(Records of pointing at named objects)
__________________________________________________
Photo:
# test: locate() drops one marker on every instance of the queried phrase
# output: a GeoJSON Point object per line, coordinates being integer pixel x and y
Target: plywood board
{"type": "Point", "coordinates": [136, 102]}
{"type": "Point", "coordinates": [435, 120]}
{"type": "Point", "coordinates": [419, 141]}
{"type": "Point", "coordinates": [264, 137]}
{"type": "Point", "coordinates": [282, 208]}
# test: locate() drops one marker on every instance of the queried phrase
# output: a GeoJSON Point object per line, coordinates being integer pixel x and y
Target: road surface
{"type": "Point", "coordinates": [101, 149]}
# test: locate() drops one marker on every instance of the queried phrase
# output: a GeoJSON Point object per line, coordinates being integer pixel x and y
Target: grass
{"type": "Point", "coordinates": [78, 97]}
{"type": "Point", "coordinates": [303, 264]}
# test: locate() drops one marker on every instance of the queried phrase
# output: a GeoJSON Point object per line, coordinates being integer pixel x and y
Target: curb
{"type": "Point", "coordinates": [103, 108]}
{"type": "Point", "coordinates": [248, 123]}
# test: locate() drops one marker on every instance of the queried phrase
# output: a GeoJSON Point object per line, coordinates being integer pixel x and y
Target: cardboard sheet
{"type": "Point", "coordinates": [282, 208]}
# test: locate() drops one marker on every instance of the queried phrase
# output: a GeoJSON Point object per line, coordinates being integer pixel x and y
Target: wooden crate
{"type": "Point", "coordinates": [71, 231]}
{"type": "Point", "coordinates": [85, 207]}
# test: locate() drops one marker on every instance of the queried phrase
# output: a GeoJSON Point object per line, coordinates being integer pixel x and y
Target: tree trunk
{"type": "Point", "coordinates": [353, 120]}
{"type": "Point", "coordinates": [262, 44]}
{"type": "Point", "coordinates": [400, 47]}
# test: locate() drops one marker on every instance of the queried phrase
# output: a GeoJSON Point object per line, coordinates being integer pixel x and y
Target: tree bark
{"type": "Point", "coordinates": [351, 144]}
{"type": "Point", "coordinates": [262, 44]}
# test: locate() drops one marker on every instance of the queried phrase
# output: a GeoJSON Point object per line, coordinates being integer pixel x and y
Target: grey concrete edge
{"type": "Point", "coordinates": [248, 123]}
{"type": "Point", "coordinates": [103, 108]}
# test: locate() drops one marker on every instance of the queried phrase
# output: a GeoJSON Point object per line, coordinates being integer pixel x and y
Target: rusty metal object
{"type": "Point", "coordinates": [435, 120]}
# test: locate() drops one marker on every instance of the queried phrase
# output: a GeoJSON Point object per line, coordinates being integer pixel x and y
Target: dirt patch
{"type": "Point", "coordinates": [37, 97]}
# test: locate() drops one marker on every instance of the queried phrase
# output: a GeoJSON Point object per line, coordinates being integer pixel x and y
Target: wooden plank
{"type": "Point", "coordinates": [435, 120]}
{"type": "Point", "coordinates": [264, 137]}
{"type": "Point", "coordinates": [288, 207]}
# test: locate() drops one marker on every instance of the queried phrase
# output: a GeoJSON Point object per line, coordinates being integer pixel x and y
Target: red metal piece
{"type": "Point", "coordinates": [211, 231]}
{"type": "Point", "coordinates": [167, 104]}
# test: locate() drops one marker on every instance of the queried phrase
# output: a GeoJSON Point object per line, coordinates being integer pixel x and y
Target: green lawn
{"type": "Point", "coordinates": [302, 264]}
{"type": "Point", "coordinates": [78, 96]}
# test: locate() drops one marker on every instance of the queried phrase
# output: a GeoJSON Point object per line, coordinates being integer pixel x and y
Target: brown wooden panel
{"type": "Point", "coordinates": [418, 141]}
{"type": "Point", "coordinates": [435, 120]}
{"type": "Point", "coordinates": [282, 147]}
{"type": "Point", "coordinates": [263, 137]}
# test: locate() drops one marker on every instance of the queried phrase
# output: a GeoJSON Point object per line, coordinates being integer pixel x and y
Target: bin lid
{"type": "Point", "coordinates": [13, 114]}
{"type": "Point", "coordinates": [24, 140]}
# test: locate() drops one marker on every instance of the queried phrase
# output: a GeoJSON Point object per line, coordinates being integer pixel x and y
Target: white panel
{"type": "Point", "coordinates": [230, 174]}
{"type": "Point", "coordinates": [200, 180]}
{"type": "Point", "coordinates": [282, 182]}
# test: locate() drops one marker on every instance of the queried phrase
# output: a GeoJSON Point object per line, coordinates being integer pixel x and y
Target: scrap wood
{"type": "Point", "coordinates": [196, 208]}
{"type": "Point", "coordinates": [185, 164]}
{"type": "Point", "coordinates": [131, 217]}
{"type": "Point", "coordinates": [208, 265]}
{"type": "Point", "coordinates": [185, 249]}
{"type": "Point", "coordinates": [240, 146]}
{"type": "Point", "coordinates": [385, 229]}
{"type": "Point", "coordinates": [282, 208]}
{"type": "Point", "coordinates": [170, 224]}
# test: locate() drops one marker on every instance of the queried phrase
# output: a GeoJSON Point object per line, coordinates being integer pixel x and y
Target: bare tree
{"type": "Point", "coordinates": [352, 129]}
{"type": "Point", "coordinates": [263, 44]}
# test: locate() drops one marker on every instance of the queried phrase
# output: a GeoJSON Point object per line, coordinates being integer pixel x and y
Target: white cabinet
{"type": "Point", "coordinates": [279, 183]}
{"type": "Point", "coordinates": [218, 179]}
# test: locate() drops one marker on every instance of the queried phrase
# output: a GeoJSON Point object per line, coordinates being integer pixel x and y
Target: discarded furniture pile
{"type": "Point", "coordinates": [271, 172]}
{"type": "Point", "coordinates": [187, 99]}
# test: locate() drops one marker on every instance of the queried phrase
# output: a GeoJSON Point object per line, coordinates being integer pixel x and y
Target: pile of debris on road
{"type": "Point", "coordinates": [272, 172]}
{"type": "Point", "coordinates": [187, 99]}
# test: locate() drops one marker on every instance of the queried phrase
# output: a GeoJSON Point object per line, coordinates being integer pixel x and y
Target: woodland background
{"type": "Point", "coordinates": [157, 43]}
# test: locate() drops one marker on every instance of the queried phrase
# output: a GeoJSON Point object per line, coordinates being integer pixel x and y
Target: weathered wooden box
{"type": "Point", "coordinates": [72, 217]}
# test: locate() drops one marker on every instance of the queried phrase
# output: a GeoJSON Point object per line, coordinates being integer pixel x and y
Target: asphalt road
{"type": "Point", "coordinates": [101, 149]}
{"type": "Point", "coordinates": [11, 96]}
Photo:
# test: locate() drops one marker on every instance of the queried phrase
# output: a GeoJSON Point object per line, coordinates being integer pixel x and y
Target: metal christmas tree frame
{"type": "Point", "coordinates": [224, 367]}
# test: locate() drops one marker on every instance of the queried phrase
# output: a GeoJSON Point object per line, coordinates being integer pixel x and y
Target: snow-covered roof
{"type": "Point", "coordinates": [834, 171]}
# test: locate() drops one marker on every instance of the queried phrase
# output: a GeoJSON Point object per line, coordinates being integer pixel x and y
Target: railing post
__________________________________________________
● What the task requires: Count the lines in the records above that contain the string "panel" and give only that number.

● Output below: 2